TU TAREA:
Contesta estas preguntas a partir del fragmento:
1. ¿Qué nombre le dieron a renombrar ciudades y calles, premiar a quienes hablaban su idioma e inventar nuevas «tradiciones»?
2. ¿Cómo llamaron a hacer que los hijos de los que no hablaban su lengua la aprendieran?
3. ¿Con qué nombre presentaron el montar una televisión propia?

TEXTO EXTRAÍDO:
::::

24 de octubre de 2018

miércoles, 10 de octubre de 2018

Totalitarios, colaboracionistas, resistentes

Totalitarios, colaboracionistas, resistentes Pusieron, primero, una bandera con barras amarillas y rojas, y dijeron que era solo un viejo símbolo. Recuperaron, al tiempo, un viejo canto, y lo llamaron su himno. Renombraron las ciudades y las calles, dieron premios a los que hablaban su idioma e inventaron nuevas «tradiciones». Y le llamaron recuperación cultural. Y, como todos los demás hicieron lo mismo en su región, nadie vio nada malo en ello. 

Pidieron, después, educar a sus hijos en su lengua. Hicieron que los hijos de los que no la hablaban la aprendieran, para mejor conocer la historia de la tierra que había acogido a sus padres, y superar así las diferencias entre los hijos de la burguesía y los de los inmigrantes. Y lo llamaron normalización lingüística. La escuela era suya y reescribieron la Historia, llenaron los libros de insidias y adoctrinaron a los hijos de los inmigrantes, hasta que renegaron de los orígenes de sus padres. Y a eso le llamaron cohesión social. Se resistieron algunos y los insultaron, y cuando los tribunales los ampararon, los niños eran ya adultos. Pero fueron muchos los que callaron y colaboraron, porque eran de allí o porque allí tenían trabajos y se vivía mejor que en los pueblos de donde venían. Y el resto, los que lo veían desde fuera, hicieron con que todo eso no pasaba. 

Montaron una televisión propia y asaltaron con su propaganda el salón de todos los vecinos. Y lo llamaron pluralidad informativa. Obligaron a que los comercios se rotularan en su lengua y quisieron hacer una economía por su cuenta, pagando más a sus funcionarios, maestros y médicos y se endeudaron más que los demás, y lo justificaron porque eran el «motor económico de su país». Y a todo eso le llamaron sus intereses legítimos. Dentro, todos callaron y colaboraron porque les beneficiaba, y, fuera, solo unos pocos protestaron, pero sus votos valían menos para la estabilidad de los gobiernos.

::::

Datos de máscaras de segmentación
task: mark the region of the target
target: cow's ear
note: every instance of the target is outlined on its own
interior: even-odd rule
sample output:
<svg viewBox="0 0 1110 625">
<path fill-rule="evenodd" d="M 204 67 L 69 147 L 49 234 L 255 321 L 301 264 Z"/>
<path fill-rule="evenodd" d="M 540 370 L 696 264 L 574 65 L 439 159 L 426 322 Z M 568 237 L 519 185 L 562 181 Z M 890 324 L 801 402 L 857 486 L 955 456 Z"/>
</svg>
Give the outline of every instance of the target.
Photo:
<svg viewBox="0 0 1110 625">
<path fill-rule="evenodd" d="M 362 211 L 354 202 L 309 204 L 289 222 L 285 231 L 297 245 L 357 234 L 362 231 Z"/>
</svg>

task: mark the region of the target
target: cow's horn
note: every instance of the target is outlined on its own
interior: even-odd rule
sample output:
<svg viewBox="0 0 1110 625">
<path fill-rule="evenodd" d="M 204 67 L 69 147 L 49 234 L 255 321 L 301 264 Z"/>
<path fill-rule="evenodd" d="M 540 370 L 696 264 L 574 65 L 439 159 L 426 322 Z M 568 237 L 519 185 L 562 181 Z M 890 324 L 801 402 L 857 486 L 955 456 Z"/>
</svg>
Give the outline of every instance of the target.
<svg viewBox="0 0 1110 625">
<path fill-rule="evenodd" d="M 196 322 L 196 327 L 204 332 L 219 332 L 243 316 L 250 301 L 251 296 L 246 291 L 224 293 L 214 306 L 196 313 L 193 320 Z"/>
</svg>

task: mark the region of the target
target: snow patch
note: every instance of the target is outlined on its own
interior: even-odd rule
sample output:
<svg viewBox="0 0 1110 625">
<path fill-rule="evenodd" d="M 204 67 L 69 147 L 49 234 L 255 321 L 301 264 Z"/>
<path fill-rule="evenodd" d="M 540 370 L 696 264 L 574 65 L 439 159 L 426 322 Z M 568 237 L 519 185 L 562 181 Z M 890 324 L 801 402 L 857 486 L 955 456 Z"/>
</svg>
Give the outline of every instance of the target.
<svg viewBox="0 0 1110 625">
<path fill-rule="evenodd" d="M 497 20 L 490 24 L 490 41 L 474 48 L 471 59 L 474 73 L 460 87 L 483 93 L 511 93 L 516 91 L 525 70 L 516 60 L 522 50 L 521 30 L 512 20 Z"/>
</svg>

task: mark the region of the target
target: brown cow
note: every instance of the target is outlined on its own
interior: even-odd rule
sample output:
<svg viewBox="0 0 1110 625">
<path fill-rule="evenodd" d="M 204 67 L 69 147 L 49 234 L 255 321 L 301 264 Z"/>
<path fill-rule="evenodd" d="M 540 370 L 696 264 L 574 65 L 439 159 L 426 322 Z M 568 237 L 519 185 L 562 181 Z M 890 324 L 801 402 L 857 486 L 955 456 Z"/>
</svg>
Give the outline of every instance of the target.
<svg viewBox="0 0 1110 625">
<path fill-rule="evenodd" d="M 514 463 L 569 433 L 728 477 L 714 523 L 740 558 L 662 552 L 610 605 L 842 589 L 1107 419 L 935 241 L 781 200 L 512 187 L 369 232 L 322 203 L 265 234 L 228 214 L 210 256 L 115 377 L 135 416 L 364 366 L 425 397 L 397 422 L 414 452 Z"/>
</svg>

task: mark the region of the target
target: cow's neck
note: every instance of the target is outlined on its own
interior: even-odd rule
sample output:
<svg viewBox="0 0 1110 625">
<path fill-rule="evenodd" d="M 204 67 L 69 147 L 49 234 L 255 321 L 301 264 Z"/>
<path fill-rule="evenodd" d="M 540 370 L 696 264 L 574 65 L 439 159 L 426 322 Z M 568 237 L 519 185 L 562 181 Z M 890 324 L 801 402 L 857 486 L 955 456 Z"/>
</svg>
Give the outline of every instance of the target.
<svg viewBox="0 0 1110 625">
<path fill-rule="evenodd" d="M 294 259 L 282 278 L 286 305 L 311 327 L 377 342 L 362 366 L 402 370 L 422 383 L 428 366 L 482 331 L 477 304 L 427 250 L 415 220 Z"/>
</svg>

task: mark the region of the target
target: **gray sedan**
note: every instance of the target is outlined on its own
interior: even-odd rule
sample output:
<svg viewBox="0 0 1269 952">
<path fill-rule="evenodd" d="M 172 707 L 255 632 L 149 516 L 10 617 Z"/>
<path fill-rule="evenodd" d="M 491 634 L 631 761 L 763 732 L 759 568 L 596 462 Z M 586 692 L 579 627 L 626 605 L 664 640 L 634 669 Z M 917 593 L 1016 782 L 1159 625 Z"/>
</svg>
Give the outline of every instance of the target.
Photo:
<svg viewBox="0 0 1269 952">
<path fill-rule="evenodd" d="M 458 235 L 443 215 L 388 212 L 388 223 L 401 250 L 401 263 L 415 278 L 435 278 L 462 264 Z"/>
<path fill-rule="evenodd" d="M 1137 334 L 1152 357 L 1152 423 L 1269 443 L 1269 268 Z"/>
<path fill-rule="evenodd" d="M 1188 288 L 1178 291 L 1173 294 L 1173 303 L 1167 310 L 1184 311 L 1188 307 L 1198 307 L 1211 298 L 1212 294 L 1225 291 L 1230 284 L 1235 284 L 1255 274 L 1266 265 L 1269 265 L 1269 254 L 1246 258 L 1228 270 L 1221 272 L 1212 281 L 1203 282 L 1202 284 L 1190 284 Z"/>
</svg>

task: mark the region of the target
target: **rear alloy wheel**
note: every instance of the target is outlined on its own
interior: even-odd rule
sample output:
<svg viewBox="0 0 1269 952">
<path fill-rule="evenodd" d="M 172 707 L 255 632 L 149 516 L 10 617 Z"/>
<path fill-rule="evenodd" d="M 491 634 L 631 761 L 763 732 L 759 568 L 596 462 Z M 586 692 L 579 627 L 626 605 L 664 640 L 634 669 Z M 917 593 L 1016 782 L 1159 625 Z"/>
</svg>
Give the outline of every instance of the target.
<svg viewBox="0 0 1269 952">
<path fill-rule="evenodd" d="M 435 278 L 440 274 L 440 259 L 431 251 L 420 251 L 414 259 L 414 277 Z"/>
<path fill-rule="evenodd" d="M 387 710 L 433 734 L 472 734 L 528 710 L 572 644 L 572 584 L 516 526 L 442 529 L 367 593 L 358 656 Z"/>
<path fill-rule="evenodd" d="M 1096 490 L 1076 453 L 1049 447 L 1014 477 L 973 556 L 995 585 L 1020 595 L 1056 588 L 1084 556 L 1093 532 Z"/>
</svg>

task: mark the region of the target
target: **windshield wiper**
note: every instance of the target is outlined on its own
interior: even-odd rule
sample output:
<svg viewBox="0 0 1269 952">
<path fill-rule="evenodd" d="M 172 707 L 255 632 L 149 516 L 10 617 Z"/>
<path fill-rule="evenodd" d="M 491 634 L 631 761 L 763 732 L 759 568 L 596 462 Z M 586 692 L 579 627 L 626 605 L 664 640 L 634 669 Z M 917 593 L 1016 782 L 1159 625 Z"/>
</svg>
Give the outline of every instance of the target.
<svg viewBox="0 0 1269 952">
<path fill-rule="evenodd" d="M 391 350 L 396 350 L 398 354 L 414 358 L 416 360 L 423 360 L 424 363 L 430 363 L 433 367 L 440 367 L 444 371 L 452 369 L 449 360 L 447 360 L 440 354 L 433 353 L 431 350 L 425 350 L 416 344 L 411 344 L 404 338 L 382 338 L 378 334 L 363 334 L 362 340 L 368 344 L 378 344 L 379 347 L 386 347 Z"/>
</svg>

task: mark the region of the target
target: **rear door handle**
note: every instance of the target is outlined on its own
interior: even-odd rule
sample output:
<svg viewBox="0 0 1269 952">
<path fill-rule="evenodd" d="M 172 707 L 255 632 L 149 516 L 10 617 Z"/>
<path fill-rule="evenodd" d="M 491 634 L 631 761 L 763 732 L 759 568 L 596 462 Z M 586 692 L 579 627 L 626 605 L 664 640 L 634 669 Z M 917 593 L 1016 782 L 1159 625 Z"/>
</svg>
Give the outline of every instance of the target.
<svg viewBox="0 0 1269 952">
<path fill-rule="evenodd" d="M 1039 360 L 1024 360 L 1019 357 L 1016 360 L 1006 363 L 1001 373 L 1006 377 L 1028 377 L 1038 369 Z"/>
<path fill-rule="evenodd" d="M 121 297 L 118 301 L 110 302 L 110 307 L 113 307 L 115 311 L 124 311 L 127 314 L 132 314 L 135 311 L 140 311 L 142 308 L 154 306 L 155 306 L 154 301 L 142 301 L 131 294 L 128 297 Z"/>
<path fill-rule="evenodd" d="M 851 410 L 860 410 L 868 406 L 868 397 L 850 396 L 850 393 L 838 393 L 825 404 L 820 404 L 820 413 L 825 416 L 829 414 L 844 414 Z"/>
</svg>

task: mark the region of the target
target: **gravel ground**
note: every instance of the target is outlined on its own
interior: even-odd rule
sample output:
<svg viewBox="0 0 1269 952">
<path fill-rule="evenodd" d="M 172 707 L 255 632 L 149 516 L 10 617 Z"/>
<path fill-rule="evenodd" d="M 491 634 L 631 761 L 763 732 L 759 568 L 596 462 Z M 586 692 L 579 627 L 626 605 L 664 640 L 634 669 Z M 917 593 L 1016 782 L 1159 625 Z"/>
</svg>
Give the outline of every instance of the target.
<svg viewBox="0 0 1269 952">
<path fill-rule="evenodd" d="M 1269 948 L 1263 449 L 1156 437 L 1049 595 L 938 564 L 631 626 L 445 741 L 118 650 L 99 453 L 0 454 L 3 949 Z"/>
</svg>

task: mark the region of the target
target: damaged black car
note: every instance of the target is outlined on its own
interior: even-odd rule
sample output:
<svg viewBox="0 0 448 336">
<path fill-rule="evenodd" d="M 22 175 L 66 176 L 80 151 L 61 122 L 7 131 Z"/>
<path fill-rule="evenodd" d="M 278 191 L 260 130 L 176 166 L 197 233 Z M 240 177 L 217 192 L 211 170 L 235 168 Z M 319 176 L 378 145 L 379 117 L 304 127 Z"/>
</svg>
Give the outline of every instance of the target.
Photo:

::::

TU RESPUESTA:
1. Recuperación cultural.
2. Normalización lingüística.
3. Pluralidad informativa.